▸ Provided data:

┄┄┄┄┄┄

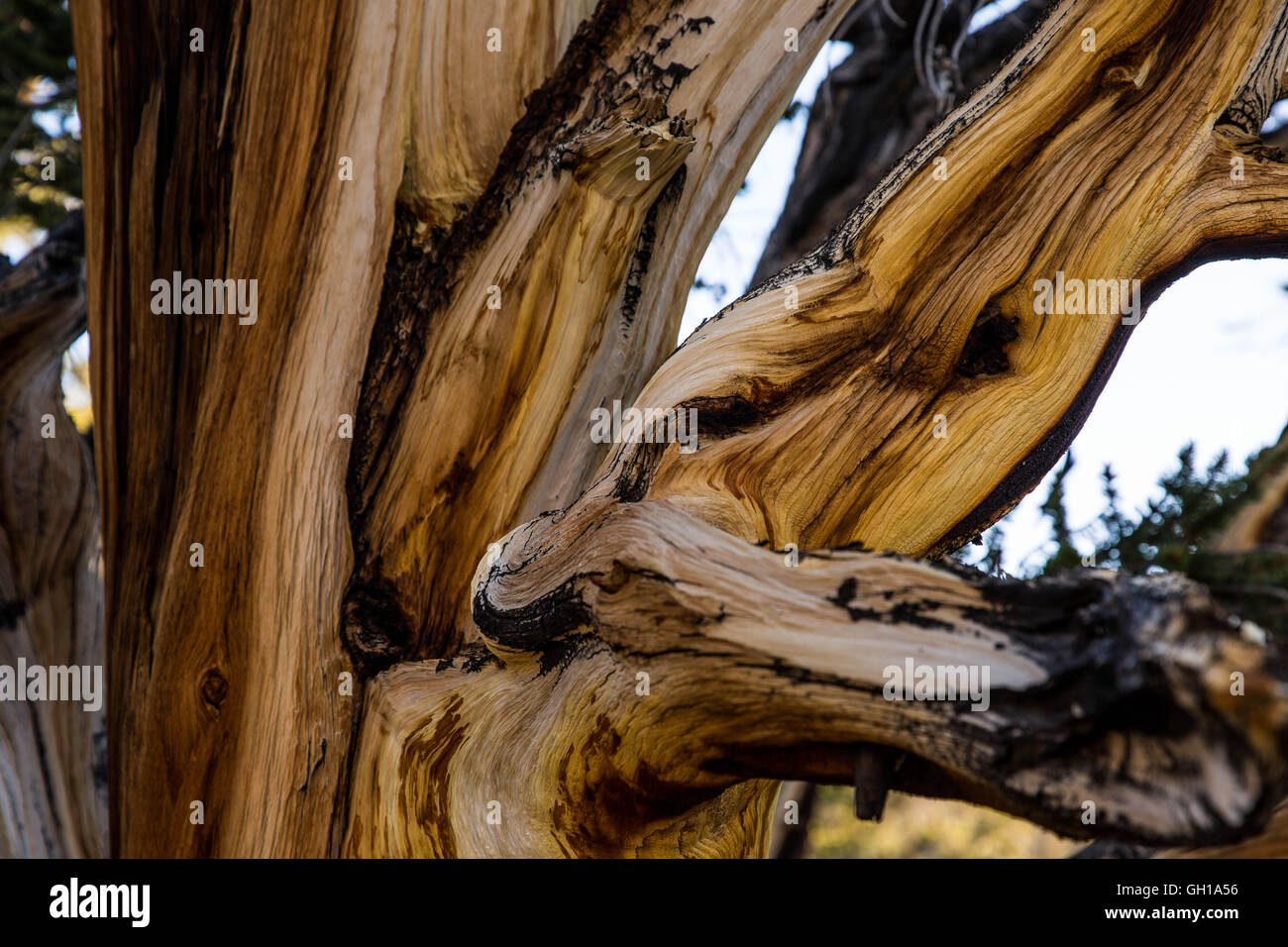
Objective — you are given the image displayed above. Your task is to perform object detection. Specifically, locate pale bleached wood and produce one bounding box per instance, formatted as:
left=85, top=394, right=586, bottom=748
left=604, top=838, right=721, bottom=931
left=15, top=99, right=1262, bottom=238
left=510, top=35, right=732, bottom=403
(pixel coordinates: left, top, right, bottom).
left=347, top=0, right=849, bottom=666
left=71, top=0, right=421, bottom=857
left=347, top=0, right=1288, bottom=854
left=347, top=501, right=1288, bottom=856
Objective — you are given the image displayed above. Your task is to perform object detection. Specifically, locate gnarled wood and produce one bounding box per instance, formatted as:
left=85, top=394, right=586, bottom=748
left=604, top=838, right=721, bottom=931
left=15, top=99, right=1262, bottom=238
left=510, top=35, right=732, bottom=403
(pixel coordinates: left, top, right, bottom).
left=345, top=0, right=849, bottom=668
left=347, top=501, right=1288, bottom=856
left=0, top=214, right=107, bottom=858
left=347, top=1, right=1288, bottom=854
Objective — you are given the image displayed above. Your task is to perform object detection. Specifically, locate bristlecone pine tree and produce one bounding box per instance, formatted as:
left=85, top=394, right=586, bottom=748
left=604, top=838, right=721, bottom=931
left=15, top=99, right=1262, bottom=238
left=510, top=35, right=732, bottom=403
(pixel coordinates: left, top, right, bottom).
left=0, top=0, right=1288, bottom=857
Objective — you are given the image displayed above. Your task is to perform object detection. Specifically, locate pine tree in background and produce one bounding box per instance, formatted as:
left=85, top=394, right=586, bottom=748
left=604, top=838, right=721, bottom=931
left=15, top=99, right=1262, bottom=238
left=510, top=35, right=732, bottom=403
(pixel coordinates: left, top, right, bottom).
left=0, top=0, right=81, bottom=232
left=1035, top=430, right=1288, bottom=634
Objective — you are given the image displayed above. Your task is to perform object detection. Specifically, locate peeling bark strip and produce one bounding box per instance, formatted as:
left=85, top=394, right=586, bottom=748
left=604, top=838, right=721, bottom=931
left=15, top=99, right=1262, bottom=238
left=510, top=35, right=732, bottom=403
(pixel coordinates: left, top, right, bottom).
left=0, top=213, right=107, bottom=858
left=345, top=0, right=849, bottom=657
left=347, top=501, right=1288, bottom=856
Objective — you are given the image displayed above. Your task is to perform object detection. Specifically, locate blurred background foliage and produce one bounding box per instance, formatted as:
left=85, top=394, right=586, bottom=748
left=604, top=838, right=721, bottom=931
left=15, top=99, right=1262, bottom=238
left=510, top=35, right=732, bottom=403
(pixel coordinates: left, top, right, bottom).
left=0, top=0, right=81, bottom=237
left=803, top=432, right=1288, bottom=858
left=0, top=0, right=93, bottom=432
left=0, top=0, right=1288, bottom=858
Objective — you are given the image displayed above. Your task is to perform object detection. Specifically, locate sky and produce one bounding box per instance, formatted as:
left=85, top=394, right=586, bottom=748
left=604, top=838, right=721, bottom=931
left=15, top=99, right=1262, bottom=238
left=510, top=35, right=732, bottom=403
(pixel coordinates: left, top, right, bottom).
left=679, top=33, right=1288, bottom=576
left=10, top=9, right=1288, bottom=575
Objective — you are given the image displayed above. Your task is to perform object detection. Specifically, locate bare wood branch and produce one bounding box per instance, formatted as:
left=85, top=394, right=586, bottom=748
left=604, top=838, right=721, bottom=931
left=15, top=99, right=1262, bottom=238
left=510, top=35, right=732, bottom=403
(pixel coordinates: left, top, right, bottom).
left=348, top=501, right=1288, bottom=856
left=0, top=214, right=107, bottom=858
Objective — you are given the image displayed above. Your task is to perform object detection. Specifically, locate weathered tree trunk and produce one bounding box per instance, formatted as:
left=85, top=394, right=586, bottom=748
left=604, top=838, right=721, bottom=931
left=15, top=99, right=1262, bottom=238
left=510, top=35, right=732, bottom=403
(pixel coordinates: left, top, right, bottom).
left=53, top=0, right=1288, bottom=856
left=0, top=214, right=107, bottom=858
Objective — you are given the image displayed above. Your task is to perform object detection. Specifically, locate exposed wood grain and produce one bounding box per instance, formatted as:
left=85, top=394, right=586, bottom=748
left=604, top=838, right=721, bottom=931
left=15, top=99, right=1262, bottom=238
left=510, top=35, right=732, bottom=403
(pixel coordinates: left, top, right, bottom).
left=347, top=0, right=1288, bottom=854
left=347, top=0, right=849, bottom=666
left=347, top=501, right=1288, bottom=856
left=72, top=1, right=419, bottom=856
left=0, top=214, right=107, bottom=858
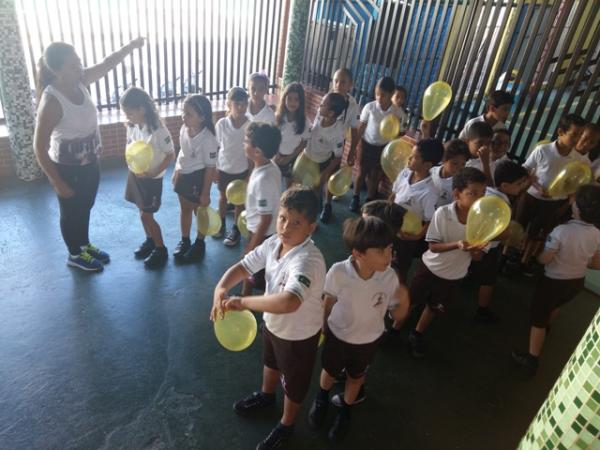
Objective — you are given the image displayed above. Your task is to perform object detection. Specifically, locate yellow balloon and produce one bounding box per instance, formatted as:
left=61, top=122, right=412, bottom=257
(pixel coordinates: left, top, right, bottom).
left=237, top=210, right=250, bottom=239
left=327, top=166, right=352, bottom=197
left=548, top=161, right=592, bottom=198
left=400, top=211, right=423, bottom=235
left=381, top=139, right=413, bottom=183
left=196, top=206, right=221, bottom=236
left=504, top=220, right=525, bottom=248
left=214, top=310, right=257, bottom=352
left=379, top=114, right=401, bottom=141
left=467, top=195, right=510, bottom=245
left=225, top=180, right=248, bottom=206
left=292, top=152, right=321, bottom=188
left=423, top=81, right=452, bottom=120
left=125, top=141, right=154, bottom=175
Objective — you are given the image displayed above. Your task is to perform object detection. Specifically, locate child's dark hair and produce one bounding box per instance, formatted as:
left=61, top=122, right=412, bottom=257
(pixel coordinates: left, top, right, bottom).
left=275, top=83, right=306, bottom=134
left=494, top=159, right=529, bottom=187
left=325, top=92, right=348, bottom=117
left=575, top=183, right=600, bottom=228
left=415, top=139, right=444, bottom=166
left=556, top=114, right=586, bottom=133
left=487, top=91, right=513, bottom=108
left=443, top=139, right=471, bottom=161
left=183, top=94, right=216, bottom=135
left=360, top=200, right=406, bottom=233
left=375, top=77, right=396, bottom=94
left=342, top=216, right=394, bottom=253
left=279, top=186, right=319, bottom=223
left=246, top=122, right=281, bottom=159
left=452, top=167, right=487, bottom=192
left=466, top=122, right=494, bottom=141
left=120, top=86, right=162, bottom=131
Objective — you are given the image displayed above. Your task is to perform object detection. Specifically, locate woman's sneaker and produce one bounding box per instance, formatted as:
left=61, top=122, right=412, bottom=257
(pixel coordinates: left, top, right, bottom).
left=81, top=244, right=110, bottom=264
left=67, top=252, right=104, bottom=272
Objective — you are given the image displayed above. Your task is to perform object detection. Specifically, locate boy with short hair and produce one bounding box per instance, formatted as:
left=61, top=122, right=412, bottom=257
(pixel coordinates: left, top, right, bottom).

┄┄┄┄┄┄

▸ What the task asks:
Could you edit all the data above so that every "bounding box" becomes "rectangle", with everything else unchanged and the pictures left out?

▸ Output below:
Objective — you are given the image displayed above. Your task is to perform object detection. Specifically, locate pale bleached wood and produce one rectangle per instance, formatted as:
left=85, top=394, right=586, bottom=748
left=604, top=838, right=721, bottom=931
left=15, top=99, right=1262, bottom=238
left=510, top=35, right=732, bottom=403
(pixel coordinates: left, top, right, bottom).
left=347, top=0, right=849, bottom=666
left=71, top=0, right=421, bottom=857
left=347, top=0, right=1288, bottom=854
left=347, top=501, right=1288, bottom=856
Objective — you are given the image displayed above. Your task is to perform object detection. Specifically, locate gnarled wood and produce one rectangle per instance, formatted as:
left=85, top=394, right=586, bottom=748
left=604, top=838, right=721, bottom=931
left=15, top=99, right=1262, bottom=238
left=510, top=35, right=732, bottom=403
(pixel coordinates: left, top, right, bottom).
left=345, top=0, right=849, bottom=668
left=347, top=501, right=1288, bottom=856
left=0, top=214, right=107, bottom=858
left=347, top=1, right=1288, bottom=854
Objective — you are given the image displayed above. Your task is to perform object detection. Specifically, locate bristlecone pine tree and produce one rectangle per instance, formatted as:
left=85, top=394, right=586, bottom=748
left=604, top=838, right=721, bottom=931
left=15, top=99, right=1262, bottom=238
left=510, top=35, right=732, bottom=403
(pixel coordinates: left, top, right, bottom).
left=0, top=0, right=1288, bottom=857
Objective — you are given the image displayed above. Your task is to perform object detection. Specifically, locate pine tree in background and produce one rectangle per instance, formatted as:
left=85, top=394, right=586, bottom=748
left=604, top=838, right=721, bottom=931
left=15, top=99, right=1262, bottom=238
left=510, top=35, right=732, bottom=403
(pixel coordinates: left, top, right, bottom).
left=0, top=0, right=81, bottom=232
left=1035, top=430, right=1288, bottom=634
Objective — you are given the image displayed above. Your task is to perform object detection. Specifically, locate peeling bark strip and produce one rectangle per instance, formatted as:
left=85, top=394, right=586, bottom=748
left=604, top=838, right=721, bottom=931
left=15, top=99, right=1262, bottom=238
left=510, top=35, right=732, bottom=403
(pixel coordinates: left, top, right, bottom).
left=0, top=213, right=107, bottom=858
left=345, top=0, right=849, bottom=657
left=347, top=501, right=1288, bottom=856
Objective — you are given the image displayed above. Your task is to perform object detection. Specifically, locate blurred background foliage and produce one rectangle per instance, formatted as:
left=85, top=394, right=586, bottom=748
left=604, top=838, right=721, bottom=931
left=15, top=99, right=1262, bottom=238
left=510, top=35, right=732, bottom=403
(pixel coordinates: left, top, right, bottom).
left=0, top=0, right=81, bottom=237
left=803, top=432, right=1288, bottom=858
left=0, top=0, right=93, bottom=432
left=0, top=0, right=1288, bottom=858
Objective — you are given the image displayed above. Your task is to perform object detection. Specifically, locate sky and produce one rectangle per instance, formatted as:
left=85, top=394, right=586, bottom=748
left=604, top=838, right=721, bottom=931
left=15, top=99, right=1262, bottom=238
left=510, top=35, right=732, bottom=403
(pixel coordinates: left, top, right, bottom).
left=679, top=33, right=1288, bottom=576
left=10, top=9, right=1288, bottom=575
Objective — you are given the image displayed above. Your task is to perform object detection. Specifically, locate bare wood branch and produce one rectangle per instance, formatted as:
left=85, top=394, right=586, bottom=748
left=604, top=838, right=721, bottom=931
left=15, top=99, right=1262, bottom=238
left=510, top=35, right=732, bottom=403
(pixel coordinates: left, top, right, bottom).
left=348, top=501, right=1288, bottom=856
left=0, top=214, right=107, bottom=858
Objective — you are given the image displayed above. Your task is to perform object detection. Specifically, locate weathered tree trunk and produce one rectangle per instance, formatted as:
left=85, top=394, right=586, bottom=748
left=604, top=838, right=721, bottom=931
left=15, top=99, right=1262, bottom=238
left=510, top=35, right=732, bottom=403
(pixel coordinates: left, top, right, bottom).
left=53, top=0, right=1288, bottom=856
left=0, top=214, right=107, bottom=858
Objective — you are given the image displayed above. Your task is to perform object detection. Specifically, locate exposed wood grain and produce one rectangle per instance, formatted as:
left=85, top=394, right=586, bottom=748
left=604, top=838, right=721, bottom=931
left=15, top=99, right=1262, bottom=238
left=510, top=35, right=732, bottom=403
(pixel coordinates: left, top, right, bottom).
left=347, top=0, right=1288, bottom=854
left=347, top=0, right=849, bottom=666
left=347, top=501, right=1288, bottom=856
left=72, top=1, right=419, bottom=856
left=0, top=214, right=107, bottom=858
Objective — you are given the image displayed above. Your task is to perform object detection. Specifically, locate yellow balloon and produce one rectangle per instance, formatted as:
left=61, top=122, right=412, bottom=257
(pixel coordinates: left, top, right, bottom).
left=237, top=210, right=250, bottom=239
left=327, top=166, right=352, bottom=197
left=548, top=161, right=592, bottom=198
left=400, top=211, right=423, bottom=235
left=381, top=139, right=413, bottom=183
left=196, top=206, right=221, bottom=236
left=504, top=220, right=525, bottom=248
left=214, top=310, right=257, bottom=352
left=379, top=114, right=401, bottom=141
left=467, top=195, right=510, bottom=245
left=225, top=180, right=248, bottom=206
left=292, top=152, right=321, bottom=188
left=423, top=81, right=452, bottom=120
left=125, top=141, right=154, bottom=175
Objective — you are given the image displayed above. Your task is to perform object detection. Specifically, locate child's dark hair and produce one rectangle per instance, formatted as:
left=61, top=122, right=412, bottom=257
(pixel coordinates: left, top, right, bottom).
left=275, top=83, right=306, bottom=134
left=494, top=159, right=529, bottom=187
left=325, top=92, right=348, bottom=117
left=575, top=183, right=600, bottom=228
left=415, top=139, right=444, bottom=166
left=556, top=114, right=586, bottom=133
left=487, top=91, right=513, bottom=108
left=443, top=139, right=471, bottom=161
left=183, top=94, right=216, bottom=135
left=360, top=200, right=406, bottom=233
left=375, top=77, right=396, bottom=94
left=342, top=216, right=394, bottom=253
left=279, top=186, right=319, bottom=223
left=246, top=122, right=281, bottom=159
left=452, top=167, right=487, bottom=192
left=466, top=122, right=494, bottom=141
left=120, top=86, right=162, bottom=131
Objective — you are given the image displayed above. Your task is to perform object detection. Specifically, locate woman's sneaker and produce one rectangle per instance, formatted as:
left=61, top=122, right=412, bottom=257
(pixel coordinates: left, top, right, bottom).
left=81, top=244, right=110, bottom=264
left=67, top=252, right=104, bottom=272
Objective — you are given the image displayed above. Your task is to perform object detection. Specifically, locate boy with short hair and produce one rectangle per instance, formatted as:
left=61, top=122, right=412, bottom=257
(pixel coordinates: left, top, right, bottom).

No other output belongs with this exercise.